---------- Passage provided ----------

Jefferson Mansplain (DG), Wednesday, 17 November 2010 18:35 (fifteen years ago)

exactly.

caek, Wednesday, 17 November 2010 18:36 (fifteen years ago)

I used to live in Ed Vaizey country. What a twat.

Thought Labour had been in 3rd place in that constituency all the time I was there but in 1997 and 2001 apparently Labour were in second (by a very slim margin in 2001). Will be interested to see if it happens again next time round.

At least for the 3 months before his predecessor Robert Jackson's retirement we enjoyed the wholly unlikely scenario of Wantage constituency being nominally Labour, as RJ had crossed the boards. (lolwikipedia lists him as a Labour MP! 22 years as a Tory MP and 4 months as a Labour MP)

moiré eel (a passing spacecadet), Wednesday, 17 November 2010 20:50 (fifteen years ago)

Well, at least our non-coalition, non-Labour alternative stood their ground.

textbook blows on the head (dowd), Wednesday, 17 November 2010 23:05 (fifteen years ago)

(In Scotland that is)

textbook blows on the head (dowd), Wednesday, 17 November 2010 23:05 (fifteen years ago)

----------

#### Exercise requirements
**A)** Transcribe the stretch of the forum thread from "caek, Wednesday, 17" through "20:50 (fifteen years ago)".
**B)** Go on with the forum thread, picking up after its last post.

---------- Data for analysis ----------

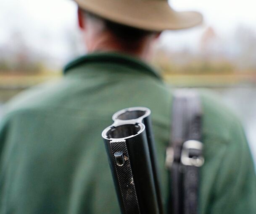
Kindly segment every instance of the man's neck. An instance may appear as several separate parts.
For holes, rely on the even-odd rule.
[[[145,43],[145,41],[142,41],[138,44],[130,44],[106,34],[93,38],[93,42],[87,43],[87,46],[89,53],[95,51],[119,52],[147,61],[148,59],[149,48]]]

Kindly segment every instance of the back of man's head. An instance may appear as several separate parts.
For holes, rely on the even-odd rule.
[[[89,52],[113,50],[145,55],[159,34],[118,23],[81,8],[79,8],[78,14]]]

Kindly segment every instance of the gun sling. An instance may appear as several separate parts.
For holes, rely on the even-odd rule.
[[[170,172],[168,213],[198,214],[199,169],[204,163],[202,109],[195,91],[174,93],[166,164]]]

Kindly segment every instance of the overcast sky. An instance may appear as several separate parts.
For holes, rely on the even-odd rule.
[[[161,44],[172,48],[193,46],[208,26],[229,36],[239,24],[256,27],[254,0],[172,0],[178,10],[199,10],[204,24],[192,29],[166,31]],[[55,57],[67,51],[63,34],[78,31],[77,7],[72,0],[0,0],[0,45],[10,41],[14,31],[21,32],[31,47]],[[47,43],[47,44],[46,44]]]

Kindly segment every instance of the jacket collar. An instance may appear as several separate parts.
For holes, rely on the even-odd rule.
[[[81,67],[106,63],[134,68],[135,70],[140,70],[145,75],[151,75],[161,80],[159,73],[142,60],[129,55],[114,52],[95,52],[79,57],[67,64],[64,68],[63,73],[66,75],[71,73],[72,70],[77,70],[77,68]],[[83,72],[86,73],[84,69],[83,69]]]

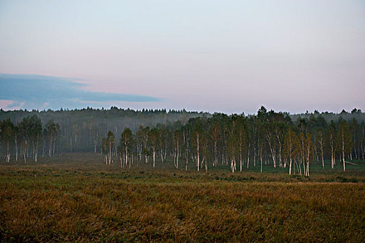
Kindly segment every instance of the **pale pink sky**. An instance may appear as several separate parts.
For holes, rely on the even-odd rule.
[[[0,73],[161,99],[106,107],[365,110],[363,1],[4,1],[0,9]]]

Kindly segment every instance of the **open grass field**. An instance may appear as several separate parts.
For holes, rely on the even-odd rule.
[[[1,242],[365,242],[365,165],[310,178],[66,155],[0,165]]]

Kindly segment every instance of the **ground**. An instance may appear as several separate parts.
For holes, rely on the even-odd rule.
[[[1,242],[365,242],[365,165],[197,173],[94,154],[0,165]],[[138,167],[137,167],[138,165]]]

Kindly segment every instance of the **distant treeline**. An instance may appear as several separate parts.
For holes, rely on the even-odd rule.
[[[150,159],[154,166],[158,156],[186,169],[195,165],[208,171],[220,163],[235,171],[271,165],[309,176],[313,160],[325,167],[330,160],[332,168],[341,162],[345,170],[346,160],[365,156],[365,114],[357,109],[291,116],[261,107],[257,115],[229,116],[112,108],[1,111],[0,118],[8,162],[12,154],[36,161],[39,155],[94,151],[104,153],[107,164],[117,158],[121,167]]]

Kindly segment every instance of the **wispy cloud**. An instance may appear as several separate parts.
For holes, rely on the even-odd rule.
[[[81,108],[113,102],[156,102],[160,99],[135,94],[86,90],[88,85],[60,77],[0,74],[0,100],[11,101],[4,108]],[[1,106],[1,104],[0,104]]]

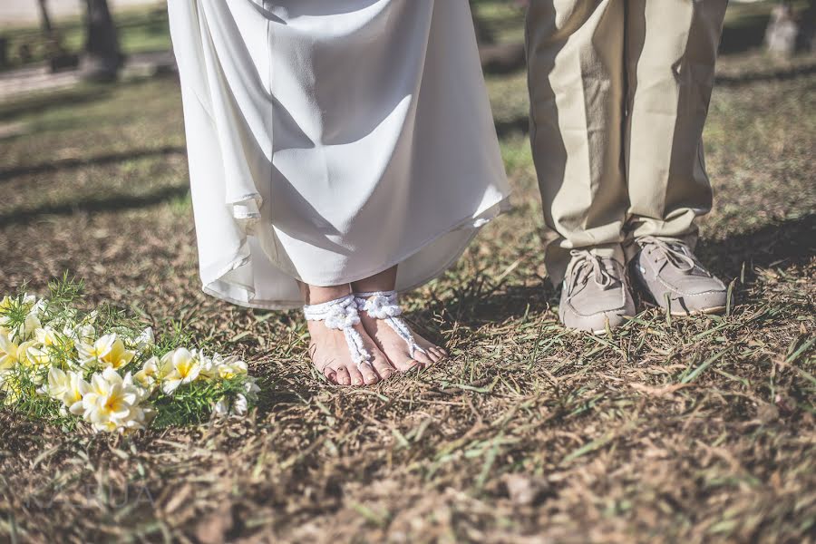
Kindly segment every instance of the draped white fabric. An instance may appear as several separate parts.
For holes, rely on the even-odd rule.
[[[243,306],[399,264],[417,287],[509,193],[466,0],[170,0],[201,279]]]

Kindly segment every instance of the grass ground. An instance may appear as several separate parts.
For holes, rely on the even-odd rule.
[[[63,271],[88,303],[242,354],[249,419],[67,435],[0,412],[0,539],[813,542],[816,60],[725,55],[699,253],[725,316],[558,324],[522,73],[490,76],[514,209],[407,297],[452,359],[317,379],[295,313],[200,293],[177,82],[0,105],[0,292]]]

----------

#### Task-by-task outputs
**A)**
caek, Wednesday, 17 November 2010 18:36 (fifteen years ago)

I used to live in Ed Vaizey country. What a twat.

Thought Labour had been in 3rd place in that constituency all the time I was there but in 1997 and 2001 apparently Labour were in second (by a very slim margin in 2001). Will be interested to see if it happens again next time round.

At least for the 3 months before his predecessor Robert Jackson's retirement we enjoyed the wholly unlikely scenario of Wantage constituency being nominally Labour, as RJ had crossed the boards. (lolwikipedia lists him as a Labour MP! 22 years as a Tory MP and 4 months as a Labour MP)

moiré eel (a passing spacecadet), Wednesday, 17 November 2010 20:50 (fifteen years ago)

**B)**
i hear we're about to present ye with the bill for 5 boats of butter/bacon/gold a day during the famine

Goths in Home & Away in my lifetime (darraghmac), Wednesday, 17 November 2010 23:09 (fifteen years ago)

Believe Francis Maude originally planned to call them "Gieves & Hawkes-style cooperatives".

James Mitchell, Thursday, 18 November 2010 09:12 (fifteen years ago)

In new-to-me non-news (I'd never stopped to think how many would be in this category, but the ratio was pretty surprising to me when spelt out), the number of registered voters who did not vote outnumbered those voting for the winning party in 431 out of 650 constituencies in the 2010 general election:
http://sluggerotoole.com/2010/11/17/mr-no-vote-wins-17-out-of-18/comment-page-1/#comment-736270

For Westminster election in May 2010, No Vote wins...
17/18 Northern Ireland constituencies
37/40 Wales
48/59 Scotland
329/533 England.

Almost seemed funny until I read this further comment:
...that means we'd have had a House of Commons with 219 seats filled (204 of them English MPs). There would have been 173 Conservative MPs, 27 Liberal Democrat, 18 Labour and 1 Sinn Fein.

Really? No thanks!

moiré eel (a passing spacecadet), Thursday, 18 November 2010 15:55 (fifteen years ago)

that's nonsense.

jed_, Friday, 19 November 2010 11:36 (fifteen years ago)

The Lord Young episode is just lolworthy, but I get the feeling he's only saying what they're all thinking. Heartening to see that the opposition does actually have an attack machine after all.

Matt DC, Friday, 19 November 2010 15:12 (fifteen years ago)

Do they? I thought it was all the media, and Tories going "Shuttup about that you!" to him.

Mark G, Friday, 19 November 2010 15:25 (fifteen years ago)

that's nonsense.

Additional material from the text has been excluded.